Exercise details:
Return the records exactly as they are.

⁂

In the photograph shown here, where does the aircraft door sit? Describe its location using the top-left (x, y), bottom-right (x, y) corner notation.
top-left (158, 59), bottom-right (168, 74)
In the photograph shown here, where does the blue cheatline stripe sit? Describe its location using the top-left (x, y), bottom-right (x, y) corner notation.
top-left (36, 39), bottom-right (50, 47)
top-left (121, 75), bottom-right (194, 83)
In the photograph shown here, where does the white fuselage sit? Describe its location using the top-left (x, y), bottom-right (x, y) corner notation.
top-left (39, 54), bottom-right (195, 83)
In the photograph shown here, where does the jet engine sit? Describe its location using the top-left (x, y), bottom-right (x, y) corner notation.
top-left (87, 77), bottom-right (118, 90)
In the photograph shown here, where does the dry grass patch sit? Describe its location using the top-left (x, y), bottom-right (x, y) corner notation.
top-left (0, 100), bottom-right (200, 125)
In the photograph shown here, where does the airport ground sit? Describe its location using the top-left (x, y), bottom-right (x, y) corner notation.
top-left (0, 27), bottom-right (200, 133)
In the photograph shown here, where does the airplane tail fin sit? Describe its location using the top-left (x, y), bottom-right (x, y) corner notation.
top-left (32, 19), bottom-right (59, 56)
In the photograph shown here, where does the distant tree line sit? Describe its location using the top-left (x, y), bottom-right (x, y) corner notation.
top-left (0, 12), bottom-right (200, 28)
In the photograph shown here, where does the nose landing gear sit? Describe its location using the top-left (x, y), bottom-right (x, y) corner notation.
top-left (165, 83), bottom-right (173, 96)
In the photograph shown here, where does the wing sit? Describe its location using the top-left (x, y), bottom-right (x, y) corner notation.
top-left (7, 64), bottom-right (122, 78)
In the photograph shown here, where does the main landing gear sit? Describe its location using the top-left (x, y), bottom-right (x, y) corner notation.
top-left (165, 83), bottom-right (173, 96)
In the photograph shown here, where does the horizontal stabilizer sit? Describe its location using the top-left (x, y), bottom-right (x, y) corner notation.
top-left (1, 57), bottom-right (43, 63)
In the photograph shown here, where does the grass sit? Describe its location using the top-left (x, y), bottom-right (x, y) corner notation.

⁂

Expected output:
In the photograph shown here, where does the aircraft door sit? Describe its location using the top-left (x, y), bottom-right (x, y) corner notation.
top-left (158, 59), bottom-right (168, 74)
In the photograph shown here, where does the blue cheatline stripe sit? Describe its location using the top-left (x, y), bottom-right (x, y) corner notation.
top-left (36, 39), bottom-right (50, 47)
top-left (121, 75), bottom-right (194, 83)
In the photograph shown here, where does the white fuselage sit? Describe its location using the top-left (x, y), bottom-right (x, y) corner notation.
top-left (39, 54), bottom-right (195, 83)
In the photograph shown here, where does the jet engine sit? Describe its location using the top-left (x, y), bottom-right (x, y) corner notation.
top-left (87, 77), bottom-right (118, 90)
In the photograph shown here, where does the dry grass patch sit? Describe its location using the top-left (x, y), bottom-right (x, y) corner notation.
top-left (0, 100), bottom-right (200, 125)
In the photograph shown here, where does the airport ground sit? Describe its location using the top-left (x, y), bottom-right (x, y) corner notation.
top-left (0, 27), bottom-right (200, 133)
In the photograph shown here, where does the airplane tail fin sit? Describe its location using the top-left (x, y), bottom-right (x, y) corner notation.
top-left (32, 19), bottom-right (59, 56)
In the photograph shown here, where does the distant tree line sit? Describe its location using the top-left (x, y), bottom-right (x, y) corner notation.
top-left (0, 12), bottom-right (200, 28)
In the photograph shown here, where does the nose landing gear sit? Describe its location using the top-left (x, y), bottom-right (x, y) corner notation.
top-left (165, 83), bottom-right (173, 96)
In the photograph shown here, where does the wing sit? Describe its location using the top-left (x, y), bottom-right (x, y) corner notation.
top-left (7, 64), bottom-right (122, 78)
In the photograph shown here, where does the main landing gear sit? Describe its location using the top-left (x, y), bottom-right (x, y) corner notation.
top-left (165, 83), bottom-right (173, 96)
In the photograph shown here, where does the horizontal stabilizer sit? Describe its location using the top-left (x, y), bottom-right (x, y) corner notation.
top-left (1, 57), bottom-right (43, 63)
In the photograph shown here, where does the grass sit? Describe its location using the top-left (x, y), bottom-right (x, y) corner notation.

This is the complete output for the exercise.